Texto para leer:
+++

Albert Einstein decía: “Si quieres vivir una vida feliz, átala a un objetivo, no a las personas o a las cosas”.
La vital importancia de esta afirmación radica en que ella se encuentra dirigida hacia la trascendencia del hombre en su recorrido por la vida. Aunque es cierto que la propia trascendencia constituye en la mayoría de los casos un “objetivo” que el hombre se plantea para su vida, ésta no se alcanza de manera apropiada si no se halla vinculada a un objetivo mayor.
Son definitivamente muy pocas las personas que trascienden mas allá de su natural marco de espacio y tiempo, muy pocas aquellas a quienes la historia y el interés colectivo mayor les debe básicamente algo. Esta realidad se encuentra principalmente explicada en la poderosa afirmación de Einstein: es mayor el grupo de personas que orientan su vida en función de las personas y de las cosas; entre ellas dos tratan de encontrar explicación, sentido y realización de vida.
Desafortunadamente las cosas y las propias personas que nos rodean tienen un carácter transitorio y por este motivo alcanzan significado y sostén para nuestras vidas en tanto existen, produciendo luego un vacío doloroso. Al hombre le cuesta mucho entender que en esencia sólo puede considerarse dueño de su propio sino, de su capacidad esencial de ser y de hacer; el resto de las cosas y de las personas que puedan acompañarlo son producto de esto, no causa o motivo. Por nuestra capacidad de ser y de hacer, la vida nos premia con cosas que llegamos a poseer y personas que las comparten con nosotros. La relación no es, o al menos no puede ser, inversa.

+++

Registros de datos:

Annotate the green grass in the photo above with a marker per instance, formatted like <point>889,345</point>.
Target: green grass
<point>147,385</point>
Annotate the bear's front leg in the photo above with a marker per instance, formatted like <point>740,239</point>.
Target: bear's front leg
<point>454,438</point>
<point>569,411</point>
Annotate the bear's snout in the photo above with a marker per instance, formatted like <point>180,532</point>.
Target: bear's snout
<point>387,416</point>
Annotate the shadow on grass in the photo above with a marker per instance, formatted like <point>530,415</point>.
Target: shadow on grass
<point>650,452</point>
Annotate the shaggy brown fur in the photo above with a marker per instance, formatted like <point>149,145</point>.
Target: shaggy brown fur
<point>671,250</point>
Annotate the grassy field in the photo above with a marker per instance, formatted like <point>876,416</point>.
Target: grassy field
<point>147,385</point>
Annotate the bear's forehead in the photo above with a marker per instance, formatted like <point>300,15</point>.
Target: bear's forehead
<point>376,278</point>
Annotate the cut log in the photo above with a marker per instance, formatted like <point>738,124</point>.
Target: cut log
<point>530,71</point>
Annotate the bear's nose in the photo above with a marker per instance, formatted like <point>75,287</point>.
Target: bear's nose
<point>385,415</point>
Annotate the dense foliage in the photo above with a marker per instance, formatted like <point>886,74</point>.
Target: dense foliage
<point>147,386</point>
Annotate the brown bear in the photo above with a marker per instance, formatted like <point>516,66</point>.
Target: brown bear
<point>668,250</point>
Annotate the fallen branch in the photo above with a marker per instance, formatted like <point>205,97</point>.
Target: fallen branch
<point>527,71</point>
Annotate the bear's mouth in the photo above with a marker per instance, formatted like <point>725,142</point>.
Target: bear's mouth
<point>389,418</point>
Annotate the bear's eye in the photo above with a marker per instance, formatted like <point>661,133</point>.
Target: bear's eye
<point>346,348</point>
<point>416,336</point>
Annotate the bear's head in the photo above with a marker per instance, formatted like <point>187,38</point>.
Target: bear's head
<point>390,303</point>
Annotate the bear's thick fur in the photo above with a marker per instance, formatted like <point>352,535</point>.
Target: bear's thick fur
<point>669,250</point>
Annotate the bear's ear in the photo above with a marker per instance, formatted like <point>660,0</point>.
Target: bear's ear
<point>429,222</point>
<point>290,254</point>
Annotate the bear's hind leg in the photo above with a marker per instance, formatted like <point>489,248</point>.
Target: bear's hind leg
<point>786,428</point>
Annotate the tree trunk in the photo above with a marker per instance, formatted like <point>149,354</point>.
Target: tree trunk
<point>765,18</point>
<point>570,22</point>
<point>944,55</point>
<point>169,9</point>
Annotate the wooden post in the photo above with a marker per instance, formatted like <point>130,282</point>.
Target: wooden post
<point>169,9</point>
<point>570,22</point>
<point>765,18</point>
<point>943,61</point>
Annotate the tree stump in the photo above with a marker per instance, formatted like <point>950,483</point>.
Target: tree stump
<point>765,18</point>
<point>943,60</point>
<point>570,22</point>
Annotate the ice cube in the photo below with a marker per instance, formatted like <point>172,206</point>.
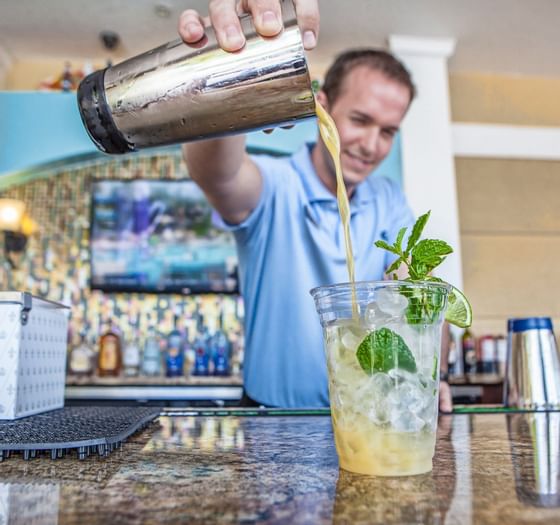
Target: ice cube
<point>391,302</point>
<point>381,386</point>
<point>407,396</point>
<point>351,338</point>
<point>406,421</point>
<point>374,317</point>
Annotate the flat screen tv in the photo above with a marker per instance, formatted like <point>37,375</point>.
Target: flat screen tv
<point>157,236</point>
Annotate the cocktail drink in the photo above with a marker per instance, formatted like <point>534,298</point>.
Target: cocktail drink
<point>383,365</point>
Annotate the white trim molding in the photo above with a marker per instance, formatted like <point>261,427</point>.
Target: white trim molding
<point>428,167</point>
<point>505,141</point>
<point>416,46</point>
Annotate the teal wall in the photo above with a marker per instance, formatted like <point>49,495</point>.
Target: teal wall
<point>42,129</point>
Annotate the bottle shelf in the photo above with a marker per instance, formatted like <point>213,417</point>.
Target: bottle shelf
<point>73,380</point>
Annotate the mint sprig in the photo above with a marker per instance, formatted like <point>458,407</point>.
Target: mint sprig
<point>420,258</point>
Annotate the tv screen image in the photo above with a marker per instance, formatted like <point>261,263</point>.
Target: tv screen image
<point>157,236</point>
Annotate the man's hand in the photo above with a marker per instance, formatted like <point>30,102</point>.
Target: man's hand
<point>224,17</point>
<point>445,398</point>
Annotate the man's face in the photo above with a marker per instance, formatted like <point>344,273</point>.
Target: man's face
<point>367,114</point>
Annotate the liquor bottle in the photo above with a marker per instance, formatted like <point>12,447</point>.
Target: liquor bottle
<point>488,354</point>
<point>151,359</point>
<point>82,358</point>
<point>221,354</point>
<point>201,349</point>
<point>469,353</point>
<point>501,354</point>
<point>131,356</point>
<point>174,357</point>
<point>452,358</point>
<point>189,355</point>
<point>109,360</point>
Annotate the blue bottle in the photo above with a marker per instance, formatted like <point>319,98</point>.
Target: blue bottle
<point>201,350</point>
<point>174,356</point>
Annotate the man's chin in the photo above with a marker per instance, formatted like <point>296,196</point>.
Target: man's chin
<point>353,178</point>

+++

Tareas por hacer:
1/ Según el texto sobre la cita de Einstein, ¿a qué hay que atar la vida para vivirla feliz?
2/ Reproduce al pie de la letra todo lo que va en el texto sobre la cita de Einstein desde "Desafortunadamente las cosas" hasta "puede ser, inversa.".
3/ De acuerdo con el texto sobre la cita de Einstein, ¿por qué las cosas y las personas que nos rodean acaban produciendo un vacío doloroso?
El material no interviene en lo que aquí se pide.

Respuestas del ejercicio:
1/ A un objetivo, no a las personas o a las cosas.

2/
Desafortunadamente las cosas y las propias personas que nos rodean tienen un carácter transitorio y por este motivo alcanzan significado y sostén para nuestras vidas en tanto existen, produciendo luego un vacío doloroso. Al hombre le cuesta mucho entender que en esencia sólo puede considerarse dueño de su propio sino, de su capacidad esencial de ser y de hacer; el resto de las cosas y de las personas que puedan acompañarlo son producto de esto, no causa o motivo. Por nuestra capacidad de ser y de hacer, la vida nos premia con cosas que llegamos a poseer y personas que las comparten con nosotros. La relación no es, o al menos no puede ser, inversa.

3/ Porque tienen un carácter transitorio. Dan significado y sostén a nuestras vidas solo mientras existen, y después dejan un vacío doloroso.